── EXERCISE MATERIAL ──

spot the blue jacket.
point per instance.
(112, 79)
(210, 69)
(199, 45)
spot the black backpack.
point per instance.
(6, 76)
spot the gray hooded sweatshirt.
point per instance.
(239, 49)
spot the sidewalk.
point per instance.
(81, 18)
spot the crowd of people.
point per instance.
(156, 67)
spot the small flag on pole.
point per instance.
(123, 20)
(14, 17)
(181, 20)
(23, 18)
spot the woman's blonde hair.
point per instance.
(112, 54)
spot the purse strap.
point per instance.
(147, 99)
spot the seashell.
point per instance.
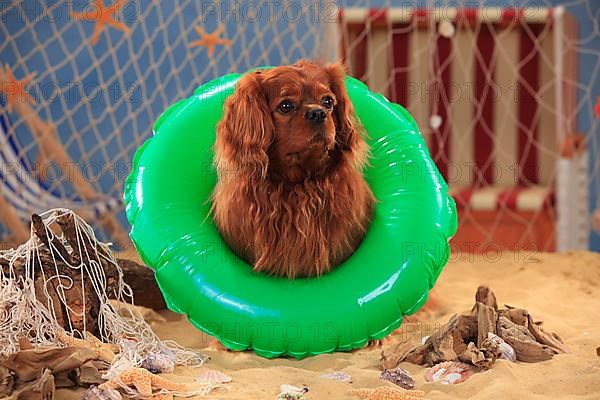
(400, 377)
(449, 372)
(213, 376)
(508, 353)
(158, 362)
(95, 393)
(339, 376)
(289, 392)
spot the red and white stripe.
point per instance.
(491, 83)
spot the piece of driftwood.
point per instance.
(446, 344)
(53, 256)
(522, 341)
(42, 388)
(26, 365)
(467, 338)
(486, 322)
(485, 296)
(483, 356)
(141, 279)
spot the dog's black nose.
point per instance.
(316, 114)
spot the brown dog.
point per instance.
(291, 199)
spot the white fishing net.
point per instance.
(45, 289)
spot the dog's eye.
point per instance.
(327, 102)
(285, 106)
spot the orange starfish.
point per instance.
(104, 351)
(210, 40)
(15, 90)
(388, 393)
(103, 16)
(143, 380)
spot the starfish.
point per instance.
(143, 380)
(104, 351)
(388, 393)
(14, 89)
(104, 16)
(210, 40)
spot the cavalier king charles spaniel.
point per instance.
(291, 199)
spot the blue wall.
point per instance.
(136, 53)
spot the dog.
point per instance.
(291, 199)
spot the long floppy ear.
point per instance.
(246, 130)
(348, 129)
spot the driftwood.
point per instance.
(141, 279)
(35, 373)
(52, 256)
(466, 338)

───

### [YOUR GOAL]
Reproduce all of the records above word for word, omitting any pictures.

### [TASK OUTPUT]
spot the blue jacket.
point per instance.
(112, 79)
(210, 69)
(199, 45)
spot the black backpack.
point per instance.
(6, 76)
spot the gray hooded sweatshirt.
point per instance.
(239, 49)
spot the sidewalk.
point per instance.
(81, 18)
spot the crowd of people.
point per instance.
(156, 67)
spot the small flag on pole.
point per instance.
(123, 20)
(14, 17)
(181, 20)
(23, 18)
spot the woman's blonde hair.
point per instance.
(112, 54)
spot the purse strap.
point per instance.
(147, 99)
spot the seashell.
point per instance.
(400, 377)
(449, 372)
(213, 376)
(508, 353)
(158, 362)
(95, 393)
(339, 376)
(289, 392)
spot the red and white stripe.
point per instance.
(491, 83)
spot the piece of driftwood.
point per instance.
(446, 344)
(53, 256)
(522, 341)
(42, 388)
(26, 365)
(467, 338)
(486, 322)
(485, 296)
(483, 356)
(141, 279)
spot the dog's black nose.
point per instance.
(316, 114)
spot the brown dog.
point per instance.
(291, 199)
spot the white fishing net.
point per instance.
(45, 289)
spot the dog's eye.
point per instance.
(327, 102)
(285, 106)
spot the orange starfish.
point per instance.
(104, 351)
(210, 40)
(15, 90)
(388, 393)
(103, 16)
(143, 380)
spot the starfish.
point per instance.
(143, 380)
(104, 351)
(388, 393)
(14, 89)
(104, 16)
(210, 40)
spot the cavalier king charles spaniel.
point per instance.
(291, 199)
spot the blue wall.
point per instance.
(136, 53)
spot the dog.
point per instance.
(291, 199)
spot the long floppy ear.
point per instance.
(246, 130)
(348, 129)
spot the driftwood.
point per instance.
(141, 279)
(35, 373)
(52, 256)
(466, 338)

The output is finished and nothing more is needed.